Content starts

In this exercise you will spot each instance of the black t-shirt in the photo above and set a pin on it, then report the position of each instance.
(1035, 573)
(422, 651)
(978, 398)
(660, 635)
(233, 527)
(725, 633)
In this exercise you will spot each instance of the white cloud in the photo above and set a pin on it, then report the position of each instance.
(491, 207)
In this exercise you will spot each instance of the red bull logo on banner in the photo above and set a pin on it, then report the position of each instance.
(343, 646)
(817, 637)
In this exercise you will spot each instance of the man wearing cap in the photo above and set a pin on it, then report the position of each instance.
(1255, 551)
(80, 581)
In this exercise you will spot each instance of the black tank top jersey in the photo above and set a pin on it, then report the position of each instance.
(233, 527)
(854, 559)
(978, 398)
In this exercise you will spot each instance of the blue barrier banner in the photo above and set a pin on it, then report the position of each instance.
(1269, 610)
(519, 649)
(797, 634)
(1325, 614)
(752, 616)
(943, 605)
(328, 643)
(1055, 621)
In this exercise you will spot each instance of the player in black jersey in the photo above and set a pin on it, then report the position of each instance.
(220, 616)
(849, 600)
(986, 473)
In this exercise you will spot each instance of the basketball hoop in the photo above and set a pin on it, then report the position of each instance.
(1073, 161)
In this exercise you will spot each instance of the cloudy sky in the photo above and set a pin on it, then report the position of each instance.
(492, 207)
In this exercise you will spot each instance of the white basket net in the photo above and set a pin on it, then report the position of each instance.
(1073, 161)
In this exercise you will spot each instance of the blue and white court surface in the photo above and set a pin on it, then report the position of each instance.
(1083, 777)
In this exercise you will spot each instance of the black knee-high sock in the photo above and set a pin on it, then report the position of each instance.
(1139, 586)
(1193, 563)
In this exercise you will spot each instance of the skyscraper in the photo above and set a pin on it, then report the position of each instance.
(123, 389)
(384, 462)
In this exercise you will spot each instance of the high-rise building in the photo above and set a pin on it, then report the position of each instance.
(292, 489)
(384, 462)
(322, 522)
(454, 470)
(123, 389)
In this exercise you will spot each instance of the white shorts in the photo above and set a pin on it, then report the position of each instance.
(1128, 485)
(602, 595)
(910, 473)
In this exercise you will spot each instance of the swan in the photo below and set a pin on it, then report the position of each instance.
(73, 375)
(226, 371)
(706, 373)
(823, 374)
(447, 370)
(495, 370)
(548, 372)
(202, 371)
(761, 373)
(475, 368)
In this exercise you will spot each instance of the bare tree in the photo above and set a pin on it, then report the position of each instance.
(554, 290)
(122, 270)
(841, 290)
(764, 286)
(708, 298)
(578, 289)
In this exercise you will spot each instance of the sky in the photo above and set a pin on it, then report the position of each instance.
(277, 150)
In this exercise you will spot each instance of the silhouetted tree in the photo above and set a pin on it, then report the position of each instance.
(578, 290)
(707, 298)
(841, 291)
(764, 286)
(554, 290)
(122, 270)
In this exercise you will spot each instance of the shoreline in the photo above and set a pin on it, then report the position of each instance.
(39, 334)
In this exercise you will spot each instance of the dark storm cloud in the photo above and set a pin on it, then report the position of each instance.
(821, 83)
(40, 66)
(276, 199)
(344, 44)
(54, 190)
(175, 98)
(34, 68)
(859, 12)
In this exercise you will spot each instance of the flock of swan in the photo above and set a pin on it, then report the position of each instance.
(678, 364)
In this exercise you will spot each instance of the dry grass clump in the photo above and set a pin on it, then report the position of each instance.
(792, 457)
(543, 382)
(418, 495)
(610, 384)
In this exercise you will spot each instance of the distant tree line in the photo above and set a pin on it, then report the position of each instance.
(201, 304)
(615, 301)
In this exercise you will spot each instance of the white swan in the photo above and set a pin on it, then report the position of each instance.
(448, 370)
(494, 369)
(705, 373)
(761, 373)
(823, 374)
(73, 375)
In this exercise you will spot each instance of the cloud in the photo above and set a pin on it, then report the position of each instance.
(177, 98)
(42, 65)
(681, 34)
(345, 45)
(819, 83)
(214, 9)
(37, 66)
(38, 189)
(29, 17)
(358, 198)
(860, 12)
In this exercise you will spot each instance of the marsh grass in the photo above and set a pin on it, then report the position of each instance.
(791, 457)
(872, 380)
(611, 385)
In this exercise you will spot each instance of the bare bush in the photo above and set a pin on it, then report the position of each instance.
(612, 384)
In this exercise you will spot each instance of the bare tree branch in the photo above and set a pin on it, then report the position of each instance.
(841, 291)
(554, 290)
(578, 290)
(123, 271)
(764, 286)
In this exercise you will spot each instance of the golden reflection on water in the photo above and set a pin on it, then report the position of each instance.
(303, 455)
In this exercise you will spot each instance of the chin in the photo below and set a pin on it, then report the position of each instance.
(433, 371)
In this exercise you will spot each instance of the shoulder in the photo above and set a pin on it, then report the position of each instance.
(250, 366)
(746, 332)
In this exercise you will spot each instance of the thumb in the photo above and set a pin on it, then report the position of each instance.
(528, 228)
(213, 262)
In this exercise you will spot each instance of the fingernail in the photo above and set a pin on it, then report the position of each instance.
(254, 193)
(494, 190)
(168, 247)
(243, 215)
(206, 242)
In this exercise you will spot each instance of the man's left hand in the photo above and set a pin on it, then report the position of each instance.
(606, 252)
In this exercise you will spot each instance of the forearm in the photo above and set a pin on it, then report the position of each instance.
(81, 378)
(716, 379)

Content ends

Copy out each record from above, exactly.

In this exercise you will spot each instance of the black t-shirt in the photo above and set a pin on it, then report the position of each instance.
(1035, 573)
(422, 651)
(978, 398)
(660, 635)
(233, 527)
(725, 633)
In this exercise you will spot each instance of the white cloud in the photo above and set a pin on it, then report the position of each instance.
(491, 207)
In this exercise you will spot each instance of the red bull logo on banner in the photo above and set a pin on it, then report the position of each instance.
(343, 646)
(817, 637)
In this exercise you will spot each instance of the man wearing cap in the photo above and set a pin on it, then report the position of each instance.
(1255, 551)
(80, 581)
In this exercise you will spot each instance of the black tank top jersey in the photo above and set a pin on it, then report the position of each instance.
(233, 527)
(854, 559)
(978, 398)
In this exercise you will spot each instance of the blue barrier banner in the photo above and set a pin on it, then report the position of each instance.
(1269, 610)
(519, 649)
(797, 634)
(1325, 614)
(752, 616)
(943, 605)
(328, 643)
(1055, 621)
In this exercise you will spot each instance of the player in black jersey in the photo above and set a pin on it, then report the position of each instance.
(220, 616)
(849, 600)
(986, 473)
In this exercise you will spot each instance of the basketball hoop in the photo above and set a pin on it, then report the position of each instance.
(1073, 161)
In this exercise you will spot each instance of the cloudy sky in the photo above and set a pin on it, then report the position of each instance.
(492, 207)
In this exercise you will spot each instance of the white basket net in the photo above and set a pin on it, then report the position of each instance.
(1073, 161)
In this exercise you will spot each instance of the blue and white court surface in the photo above and set a pin on it, then report the position of each instance.
(1083, 777)
In this exercise you will spot each instance of the black knee-high sock in the photo above and set a pin on it, then report the position of each instance.
(1139, 586)
(1193, 563)
In this exercise you will spot each instance of the skyscraper in the photo above and set a pin on it, then report the position of each instance.
(123, 389)
(384, 462)
In this exercise you will spot each instance of the high-rise building in the photo above and set a pin on it, then report the position of each instance.
(292, 489)
(384, 462)
(322, 522)
(454, 470)
(123, 389)
In this exercise you will spot each instance of the white shorts in the photo above and set a pin on it, then report the position of each instance.
(1128, 485)
(602, 595)
(910, 473)
In this exercise you will spot each instance of the swan in the photo below and set a pin on it, then report the position of each instance.
(73, 375)
(226, 371)
(706, 373)
(823, 374)
(447, 370)
(495, 370)
(548, 372)
(202, 371)
(761, 373)
(475, 368)
In this exercise you will spot each instance of the bare tree in the photo above and set a pin on it, then report the position of each instance.
(554, 290)
(122, 270)
(841, 290)
(764, 286)
(708, 298)
(578, 289)
In this exercise you will spot each instance of the sky in the photo above and set a pin on it, then report the position of each instance.
(277, 150)
In this exercise you will spot each instance of the silhouetted tree in the photo above and set a pin on it, then report the position of each instance.
(578, 290)
(707, 298)
(841, 291)
(764, 286)
(554, 290)
(122, 270)
In this exercise you will spot each instance of the shoreline in the photo above and set a pin on it, then report the position of each instance.
(39, 334)
In this exercise you will spot each instance of the dark storm cloud in the photo above and set a pin on it, then report the position of each instance.
(821, 83)
(40, 66)
(276, 199)
(344, 44)
(54, 190)
(175, 98)
(34, 68)
(859, 12)
In this exercise you will spot each instance of the flock of swan in the photo above and set a pin on it, then report the position of each instance.
(678, 364)
In this exercise you will spot each instance of the dry grass clump in the photo above and set a pin on it, then report the position of each instance.
(792, 457)
(543, 382)
(418, 495)
(610, 384)
In this exercise you will spot each instance of the distant tree line in the photo above and set a pin on it, then report the position of each instance.
(201, 304)
(615, 301)
In this exercise you will spot each instance of the white swan in the photo above and set a pin on it, then report the position of each instance.
(448, 370)
(494, 369)
(705, 373)
(761, 373)
(823, 374)
(73, 375)
In this exercise you will spot each instance of the cloud in the photo above and set a pin on it, then report the position of each instance.
(177, 98)
(42, 65)
(681, 34)
(345, 45)
(819, 83)
(214, 9)
(37, 66)
(38, 189)
(29, 17)
(358, 198)
(860, 12)
In this exercise you will spot each instance of the marsh grass in the photo above and set a pin on it, then report the position of each instance.
(791, 457)
(872, 380)
(611, 385)
In this exercise you will spot each instance of the bare bush in the photo above and set a pin on it, then report the position of each instance.
(612, 384)
In this exercise you will spot each instance of the bare tree branch in the photo above and set a pin on it, then report the position of each instance.
(841, 291)
(554, 290)
(578, 290)
(123, 271)
(764, 286)
In this exercise you will spot each instance of the golden reflection on water in the photo above and set a pin on it, then report the position of each instance.
(303, 455)
In this exercise you will spot each instance of the chin in the photo below and set a pin on it, then report the position of each instance.
(433, 371)
In this exercise you will spot each instance of the shoulder in the photo above and set a pin on it, then report the position of each instance.
(250, 366)
(746, 332)
In this exercise you will spot each instance of the thumb in the photo above and set a pin on it, then report the position of each instance.
(528, 228)
(213, 262)
In this exercise you will spot each instance of the fingernail in the photo above and set a pin on it, then report the position of each instance.
(254, 193)
(494, 190)
(168, 247)
(243, 215)
(206, 242)
In this exercise you will spot each instance of the man's left hand in the photo above and set a pin on it, then report the position of each instance.
(606, 252)
In this exercise you will spot each instance of the forearm in the photo above and set a pin on it, then report the position of each instance.
(81, 378)
(716, 379)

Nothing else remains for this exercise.